| Task instructions |
Please copy out everything from the start of the entries down to the line containing "left=329, top=26, right=345, bottom=43", including that line.

| Supplied data |
----
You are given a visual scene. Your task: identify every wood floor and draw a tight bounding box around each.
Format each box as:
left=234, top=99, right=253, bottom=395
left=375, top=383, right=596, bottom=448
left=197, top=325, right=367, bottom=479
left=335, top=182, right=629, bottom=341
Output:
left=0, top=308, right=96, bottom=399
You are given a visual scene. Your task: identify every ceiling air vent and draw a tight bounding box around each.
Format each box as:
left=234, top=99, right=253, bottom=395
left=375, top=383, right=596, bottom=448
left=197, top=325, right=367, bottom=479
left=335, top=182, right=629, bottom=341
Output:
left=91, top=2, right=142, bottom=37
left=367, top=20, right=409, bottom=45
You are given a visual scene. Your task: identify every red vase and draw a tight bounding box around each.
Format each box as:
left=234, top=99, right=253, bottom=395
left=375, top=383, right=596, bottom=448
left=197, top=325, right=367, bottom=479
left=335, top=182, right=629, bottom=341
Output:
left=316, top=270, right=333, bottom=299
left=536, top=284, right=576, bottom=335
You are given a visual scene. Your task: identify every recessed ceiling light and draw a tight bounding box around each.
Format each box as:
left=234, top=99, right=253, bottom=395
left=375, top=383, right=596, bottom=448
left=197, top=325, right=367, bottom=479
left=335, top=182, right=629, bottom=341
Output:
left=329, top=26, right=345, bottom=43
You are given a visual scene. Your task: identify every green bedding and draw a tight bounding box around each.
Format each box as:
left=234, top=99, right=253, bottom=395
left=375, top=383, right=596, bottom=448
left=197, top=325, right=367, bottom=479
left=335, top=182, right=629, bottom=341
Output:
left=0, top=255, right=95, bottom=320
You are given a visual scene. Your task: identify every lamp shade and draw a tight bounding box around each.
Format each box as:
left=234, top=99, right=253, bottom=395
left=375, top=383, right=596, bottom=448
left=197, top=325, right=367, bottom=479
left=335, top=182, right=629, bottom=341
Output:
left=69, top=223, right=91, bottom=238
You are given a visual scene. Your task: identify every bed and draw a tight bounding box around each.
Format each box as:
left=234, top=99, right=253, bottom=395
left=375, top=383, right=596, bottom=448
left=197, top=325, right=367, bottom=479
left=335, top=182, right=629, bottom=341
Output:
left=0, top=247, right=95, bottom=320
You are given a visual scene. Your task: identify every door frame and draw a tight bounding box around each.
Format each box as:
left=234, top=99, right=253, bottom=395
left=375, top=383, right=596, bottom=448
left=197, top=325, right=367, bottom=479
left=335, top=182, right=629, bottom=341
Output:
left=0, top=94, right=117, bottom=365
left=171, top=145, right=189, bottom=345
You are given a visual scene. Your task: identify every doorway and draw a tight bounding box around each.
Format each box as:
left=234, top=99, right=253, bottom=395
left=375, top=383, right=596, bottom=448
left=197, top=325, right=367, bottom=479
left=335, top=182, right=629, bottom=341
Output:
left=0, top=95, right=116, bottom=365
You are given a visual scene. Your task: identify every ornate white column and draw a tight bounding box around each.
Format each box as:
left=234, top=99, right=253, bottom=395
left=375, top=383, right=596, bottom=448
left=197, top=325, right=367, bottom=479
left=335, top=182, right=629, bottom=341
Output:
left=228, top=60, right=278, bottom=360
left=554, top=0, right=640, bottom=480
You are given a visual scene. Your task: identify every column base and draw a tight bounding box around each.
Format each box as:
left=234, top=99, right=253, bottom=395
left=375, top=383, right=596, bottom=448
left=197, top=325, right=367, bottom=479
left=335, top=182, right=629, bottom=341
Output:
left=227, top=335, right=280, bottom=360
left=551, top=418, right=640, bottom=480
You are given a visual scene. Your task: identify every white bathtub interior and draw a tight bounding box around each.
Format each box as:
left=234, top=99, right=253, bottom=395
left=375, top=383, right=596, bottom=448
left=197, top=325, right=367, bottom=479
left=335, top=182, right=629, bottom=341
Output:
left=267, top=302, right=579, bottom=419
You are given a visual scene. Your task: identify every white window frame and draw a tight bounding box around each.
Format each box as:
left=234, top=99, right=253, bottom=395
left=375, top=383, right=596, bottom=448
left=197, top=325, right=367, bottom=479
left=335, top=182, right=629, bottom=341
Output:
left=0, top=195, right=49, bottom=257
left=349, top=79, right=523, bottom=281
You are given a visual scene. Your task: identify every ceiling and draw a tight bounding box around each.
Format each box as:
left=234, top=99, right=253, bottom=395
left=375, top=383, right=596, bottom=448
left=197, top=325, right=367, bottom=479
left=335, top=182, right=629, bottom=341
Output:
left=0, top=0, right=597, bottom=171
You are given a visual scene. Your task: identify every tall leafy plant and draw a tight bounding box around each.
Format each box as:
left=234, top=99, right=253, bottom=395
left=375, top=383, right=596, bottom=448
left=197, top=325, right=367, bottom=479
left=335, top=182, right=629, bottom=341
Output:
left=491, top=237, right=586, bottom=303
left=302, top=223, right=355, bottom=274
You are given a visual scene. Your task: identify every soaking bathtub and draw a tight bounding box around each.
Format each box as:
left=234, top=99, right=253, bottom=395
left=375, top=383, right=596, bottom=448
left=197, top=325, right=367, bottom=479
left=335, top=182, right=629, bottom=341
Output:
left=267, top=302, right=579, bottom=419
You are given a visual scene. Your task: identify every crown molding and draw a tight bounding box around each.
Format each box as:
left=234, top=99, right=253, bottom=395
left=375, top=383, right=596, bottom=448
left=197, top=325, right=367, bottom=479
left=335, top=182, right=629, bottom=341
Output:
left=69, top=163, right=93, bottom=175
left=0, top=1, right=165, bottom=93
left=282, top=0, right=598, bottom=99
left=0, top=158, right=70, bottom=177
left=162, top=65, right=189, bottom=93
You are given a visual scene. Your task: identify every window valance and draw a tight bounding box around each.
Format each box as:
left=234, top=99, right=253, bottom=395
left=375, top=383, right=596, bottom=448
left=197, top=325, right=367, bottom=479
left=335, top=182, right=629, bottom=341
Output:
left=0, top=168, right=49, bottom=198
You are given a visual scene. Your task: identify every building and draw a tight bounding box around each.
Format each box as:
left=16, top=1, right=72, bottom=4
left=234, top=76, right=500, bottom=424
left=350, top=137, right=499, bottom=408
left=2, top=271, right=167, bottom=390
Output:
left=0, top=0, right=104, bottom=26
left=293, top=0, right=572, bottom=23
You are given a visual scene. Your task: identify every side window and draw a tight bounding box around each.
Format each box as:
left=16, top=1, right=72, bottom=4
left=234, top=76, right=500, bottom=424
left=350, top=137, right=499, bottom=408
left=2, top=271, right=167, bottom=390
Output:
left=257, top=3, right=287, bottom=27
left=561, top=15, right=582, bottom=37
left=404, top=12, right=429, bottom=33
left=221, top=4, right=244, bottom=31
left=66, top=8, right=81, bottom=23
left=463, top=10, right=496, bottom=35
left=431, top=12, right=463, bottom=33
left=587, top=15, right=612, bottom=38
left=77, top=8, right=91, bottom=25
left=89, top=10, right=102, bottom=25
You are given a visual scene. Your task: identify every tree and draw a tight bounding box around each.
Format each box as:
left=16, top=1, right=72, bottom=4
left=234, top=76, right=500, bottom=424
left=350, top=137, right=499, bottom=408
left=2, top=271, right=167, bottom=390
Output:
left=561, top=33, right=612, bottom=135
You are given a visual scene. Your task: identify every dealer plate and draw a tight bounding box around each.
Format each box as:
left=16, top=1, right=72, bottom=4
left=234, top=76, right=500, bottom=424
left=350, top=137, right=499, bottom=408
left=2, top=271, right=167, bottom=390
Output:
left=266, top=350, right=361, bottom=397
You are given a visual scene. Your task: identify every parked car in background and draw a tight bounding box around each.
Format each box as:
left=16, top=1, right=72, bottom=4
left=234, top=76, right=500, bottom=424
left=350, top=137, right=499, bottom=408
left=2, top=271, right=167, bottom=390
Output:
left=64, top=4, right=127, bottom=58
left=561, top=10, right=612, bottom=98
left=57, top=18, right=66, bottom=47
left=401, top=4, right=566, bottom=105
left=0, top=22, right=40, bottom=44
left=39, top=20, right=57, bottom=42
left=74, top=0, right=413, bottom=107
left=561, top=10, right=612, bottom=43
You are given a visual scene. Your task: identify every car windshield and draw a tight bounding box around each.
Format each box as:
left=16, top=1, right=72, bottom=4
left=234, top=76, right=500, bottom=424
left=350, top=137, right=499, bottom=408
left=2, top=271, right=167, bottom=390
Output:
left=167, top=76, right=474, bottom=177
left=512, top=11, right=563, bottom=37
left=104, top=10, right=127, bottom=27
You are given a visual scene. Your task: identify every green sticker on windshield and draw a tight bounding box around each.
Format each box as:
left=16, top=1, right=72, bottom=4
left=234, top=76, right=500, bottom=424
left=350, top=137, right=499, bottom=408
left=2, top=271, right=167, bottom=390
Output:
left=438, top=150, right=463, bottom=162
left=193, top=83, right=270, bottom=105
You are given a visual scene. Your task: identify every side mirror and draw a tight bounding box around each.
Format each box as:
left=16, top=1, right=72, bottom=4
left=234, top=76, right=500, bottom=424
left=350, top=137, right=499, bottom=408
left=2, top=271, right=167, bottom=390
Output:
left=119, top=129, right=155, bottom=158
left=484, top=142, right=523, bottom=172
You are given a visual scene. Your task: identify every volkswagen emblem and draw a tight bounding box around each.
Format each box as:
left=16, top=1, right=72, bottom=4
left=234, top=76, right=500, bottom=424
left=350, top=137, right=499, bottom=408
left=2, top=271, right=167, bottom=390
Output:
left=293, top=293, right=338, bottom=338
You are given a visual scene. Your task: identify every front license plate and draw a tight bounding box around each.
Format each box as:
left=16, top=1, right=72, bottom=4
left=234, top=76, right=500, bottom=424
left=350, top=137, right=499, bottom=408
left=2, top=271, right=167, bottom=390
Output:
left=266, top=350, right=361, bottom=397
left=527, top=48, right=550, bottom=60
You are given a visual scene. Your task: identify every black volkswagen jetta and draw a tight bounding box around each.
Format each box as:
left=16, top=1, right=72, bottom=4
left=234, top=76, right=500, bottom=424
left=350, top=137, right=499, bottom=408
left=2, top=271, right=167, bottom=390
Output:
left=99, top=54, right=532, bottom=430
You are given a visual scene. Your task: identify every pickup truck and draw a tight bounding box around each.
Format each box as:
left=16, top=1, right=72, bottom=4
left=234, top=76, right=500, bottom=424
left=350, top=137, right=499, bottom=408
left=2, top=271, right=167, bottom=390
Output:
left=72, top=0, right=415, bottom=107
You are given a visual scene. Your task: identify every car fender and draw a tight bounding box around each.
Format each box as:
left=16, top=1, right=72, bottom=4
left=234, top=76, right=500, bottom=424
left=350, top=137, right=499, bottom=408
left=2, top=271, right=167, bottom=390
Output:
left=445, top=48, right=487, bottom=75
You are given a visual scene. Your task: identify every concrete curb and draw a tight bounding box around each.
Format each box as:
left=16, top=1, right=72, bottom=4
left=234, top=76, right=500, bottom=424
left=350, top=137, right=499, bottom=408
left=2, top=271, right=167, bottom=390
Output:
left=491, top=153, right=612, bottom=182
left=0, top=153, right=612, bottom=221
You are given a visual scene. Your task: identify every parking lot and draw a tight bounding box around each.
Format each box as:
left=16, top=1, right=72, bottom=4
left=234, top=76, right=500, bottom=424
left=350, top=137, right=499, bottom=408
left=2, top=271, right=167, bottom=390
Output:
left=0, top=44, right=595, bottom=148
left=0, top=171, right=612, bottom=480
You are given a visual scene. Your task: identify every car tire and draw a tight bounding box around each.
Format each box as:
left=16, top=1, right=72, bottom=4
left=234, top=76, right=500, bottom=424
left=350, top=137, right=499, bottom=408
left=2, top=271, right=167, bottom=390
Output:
----
| The response |
You are given a visual scene. Your task: identify every wood floor and draw a tight bounding box around each.
Format each box as:
left=234, top=99, right=253, bottom=395
left=375, top=383, right=596, bottom=448
left=197, top=325, right=367, bottom=479
left=335, top=182, right=629, bottom=341
Output:
left=0, top=308, right=96, bottom=399
You are given a visual scene. Your task: identify every ceiling air vent and draw a tight bounding box around each.
Format each box as:
left=234, top=99, right=253, bottom=395
left=375, top=383, right=596, bottom=448
left=197, top=325, right=367, bottom=479
left=335, top=182, right=629, bottom=341
Output:
left=91, top=2, right=142, bottom=37
left=367, top=20, right=409, bottom=45
You are given a visual scene. Your task: identify every red vase and draw a tight bounding box around each.
Format each box as:
left=234, top=99, right=253, bottom=395
left=375, top=383, right=596, bottom=448
left=197, top=325, right=367, bottom=479
left=335, top=182, right=629, bottom=341
Output:
left=316, top=270, right=333, bottom=299
left=536, top=284, right=576, bottom=335
You are given a visual scene. Your task: identify every recessed ceiling light and draw a tight bounding box around each.
Format each box as:
left=234, top=99, right=253, bottom=395
left=375, top=383, right=596, bottom=448
left=197, top=325, right=367, bottom=479
left=335, top=182, right=629, bottom=341
Output:
left=329, top=26, right=345, bottom=43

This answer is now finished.